**Objective:** Rewrite the lines beginning with the one containing "task: segment the woman in red saree" and continuing through the one containing "98L202 86L208 80L207", substituting "nonzero rule" for "even-odd rule" and leaving everything else unchanged. Omit the pictures from your answer.

(Saved entries)
** begin **

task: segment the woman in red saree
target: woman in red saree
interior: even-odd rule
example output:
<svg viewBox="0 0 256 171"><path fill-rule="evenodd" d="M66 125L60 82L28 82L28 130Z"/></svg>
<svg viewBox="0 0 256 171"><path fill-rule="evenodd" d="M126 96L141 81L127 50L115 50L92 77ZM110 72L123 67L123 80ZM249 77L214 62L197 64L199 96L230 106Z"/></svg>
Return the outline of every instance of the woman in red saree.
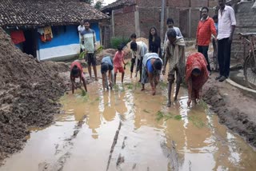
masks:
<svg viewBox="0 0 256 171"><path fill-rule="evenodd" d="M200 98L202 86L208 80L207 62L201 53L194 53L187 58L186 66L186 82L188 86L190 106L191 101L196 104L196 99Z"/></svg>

** end **
** begin **

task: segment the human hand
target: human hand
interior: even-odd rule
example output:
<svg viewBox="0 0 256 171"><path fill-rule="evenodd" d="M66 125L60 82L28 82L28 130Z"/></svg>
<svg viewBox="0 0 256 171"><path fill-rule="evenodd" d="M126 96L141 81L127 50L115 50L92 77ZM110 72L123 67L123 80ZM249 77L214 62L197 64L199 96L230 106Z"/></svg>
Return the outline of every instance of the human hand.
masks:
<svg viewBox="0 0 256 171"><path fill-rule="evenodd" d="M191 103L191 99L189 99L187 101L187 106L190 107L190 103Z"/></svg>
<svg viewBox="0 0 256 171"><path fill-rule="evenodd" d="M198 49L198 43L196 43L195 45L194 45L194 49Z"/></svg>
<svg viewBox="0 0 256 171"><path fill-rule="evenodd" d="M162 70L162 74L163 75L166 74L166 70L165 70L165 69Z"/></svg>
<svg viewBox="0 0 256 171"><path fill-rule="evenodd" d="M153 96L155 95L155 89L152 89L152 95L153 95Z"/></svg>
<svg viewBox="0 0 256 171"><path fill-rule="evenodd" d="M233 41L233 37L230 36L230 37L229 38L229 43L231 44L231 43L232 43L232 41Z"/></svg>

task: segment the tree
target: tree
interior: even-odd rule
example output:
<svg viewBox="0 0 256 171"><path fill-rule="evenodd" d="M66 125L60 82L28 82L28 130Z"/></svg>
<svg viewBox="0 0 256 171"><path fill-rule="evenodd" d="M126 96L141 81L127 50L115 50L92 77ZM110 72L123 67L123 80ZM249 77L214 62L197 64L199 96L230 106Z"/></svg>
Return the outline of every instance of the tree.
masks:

** end **

**Finished answer:**
task: segment the woman in red saree
target: woman in red saree
interior: nonzero rule
example output:
<svg viewBox="0 0 256 171"><path fill-rule="evenodd" d="M66 125L60 82L28 82L28 130Z"/></svg>
<svg viewBox="0 0 256 171"><path fill-rule="evenodd" d="M126 96L141 81L127 50L115 50L92 77ZM110 72L123 67L123 80ZM249 77L214 62L197 64L199 96L230 106Z"/></svg>
Return the outline of every instance of the woman in red saree.
masks:
<svg viewBox="0 0 256 171"><path fill-rule="evenodd" d="M200 98L202 86L208 80L207 62L201 53L194 53L187 58L186 66L186 82L188 86L190 106L191 101L196 104L196 99Z"/></svg>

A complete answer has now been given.